Gather every line from the data below that contains the string "painting", and copy each one as it appears.

__Input records__.
_____

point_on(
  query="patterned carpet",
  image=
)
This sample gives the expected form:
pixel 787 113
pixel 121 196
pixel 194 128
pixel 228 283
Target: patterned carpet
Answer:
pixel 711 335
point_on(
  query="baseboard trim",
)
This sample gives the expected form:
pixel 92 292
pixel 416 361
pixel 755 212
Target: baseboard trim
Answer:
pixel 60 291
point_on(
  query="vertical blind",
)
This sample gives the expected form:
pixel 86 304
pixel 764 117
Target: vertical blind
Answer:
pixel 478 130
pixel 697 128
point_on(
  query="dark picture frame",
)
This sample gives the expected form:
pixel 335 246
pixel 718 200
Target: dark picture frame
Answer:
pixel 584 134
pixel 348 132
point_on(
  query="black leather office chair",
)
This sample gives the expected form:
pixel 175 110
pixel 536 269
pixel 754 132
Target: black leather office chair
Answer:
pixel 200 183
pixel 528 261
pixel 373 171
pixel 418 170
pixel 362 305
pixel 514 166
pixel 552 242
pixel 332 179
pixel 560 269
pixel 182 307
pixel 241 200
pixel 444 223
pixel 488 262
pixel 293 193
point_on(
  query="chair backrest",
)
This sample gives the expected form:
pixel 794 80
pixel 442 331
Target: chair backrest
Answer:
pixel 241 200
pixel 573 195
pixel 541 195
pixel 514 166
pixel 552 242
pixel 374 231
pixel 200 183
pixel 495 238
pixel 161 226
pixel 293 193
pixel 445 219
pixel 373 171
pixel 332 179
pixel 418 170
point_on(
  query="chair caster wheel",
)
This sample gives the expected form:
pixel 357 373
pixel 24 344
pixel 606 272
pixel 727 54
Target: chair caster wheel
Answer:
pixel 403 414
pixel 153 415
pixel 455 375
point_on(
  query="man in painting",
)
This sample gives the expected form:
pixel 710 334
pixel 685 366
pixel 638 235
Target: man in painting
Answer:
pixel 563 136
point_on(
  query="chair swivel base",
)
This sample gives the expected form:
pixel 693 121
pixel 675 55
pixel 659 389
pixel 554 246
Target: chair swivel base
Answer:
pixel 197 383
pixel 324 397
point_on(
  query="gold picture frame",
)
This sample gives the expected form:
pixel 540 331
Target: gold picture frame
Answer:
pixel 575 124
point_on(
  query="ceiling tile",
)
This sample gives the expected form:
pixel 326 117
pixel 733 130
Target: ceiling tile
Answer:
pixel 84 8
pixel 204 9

_____

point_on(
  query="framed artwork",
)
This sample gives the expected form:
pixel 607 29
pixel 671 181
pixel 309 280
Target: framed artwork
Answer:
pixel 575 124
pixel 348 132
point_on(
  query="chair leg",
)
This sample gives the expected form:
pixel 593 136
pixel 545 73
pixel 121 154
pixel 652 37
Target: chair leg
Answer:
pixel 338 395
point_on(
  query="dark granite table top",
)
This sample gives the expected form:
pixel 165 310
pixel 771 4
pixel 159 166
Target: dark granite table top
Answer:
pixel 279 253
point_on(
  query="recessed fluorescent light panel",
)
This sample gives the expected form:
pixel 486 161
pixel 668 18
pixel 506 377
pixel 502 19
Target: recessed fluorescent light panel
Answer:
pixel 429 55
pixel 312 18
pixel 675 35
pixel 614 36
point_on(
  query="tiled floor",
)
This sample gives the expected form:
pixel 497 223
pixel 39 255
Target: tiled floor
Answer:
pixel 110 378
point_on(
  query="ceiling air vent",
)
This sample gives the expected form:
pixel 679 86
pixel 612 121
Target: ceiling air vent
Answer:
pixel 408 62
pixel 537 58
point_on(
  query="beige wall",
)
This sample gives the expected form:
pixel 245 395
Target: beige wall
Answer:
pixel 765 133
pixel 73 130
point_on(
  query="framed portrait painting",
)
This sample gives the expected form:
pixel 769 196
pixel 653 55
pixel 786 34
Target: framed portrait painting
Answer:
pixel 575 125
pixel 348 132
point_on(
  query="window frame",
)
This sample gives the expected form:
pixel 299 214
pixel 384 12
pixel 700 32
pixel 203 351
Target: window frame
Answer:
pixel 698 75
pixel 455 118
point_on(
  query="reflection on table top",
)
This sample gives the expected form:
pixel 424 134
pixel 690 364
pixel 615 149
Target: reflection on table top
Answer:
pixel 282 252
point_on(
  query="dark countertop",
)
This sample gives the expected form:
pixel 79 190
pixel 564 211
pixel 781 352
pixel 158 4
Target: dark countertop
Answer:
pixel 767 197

_____

__Exercise output__.
  query="man in painting",
Target: man in painting
  query="framed portrait painting",
Target: framed portrait painting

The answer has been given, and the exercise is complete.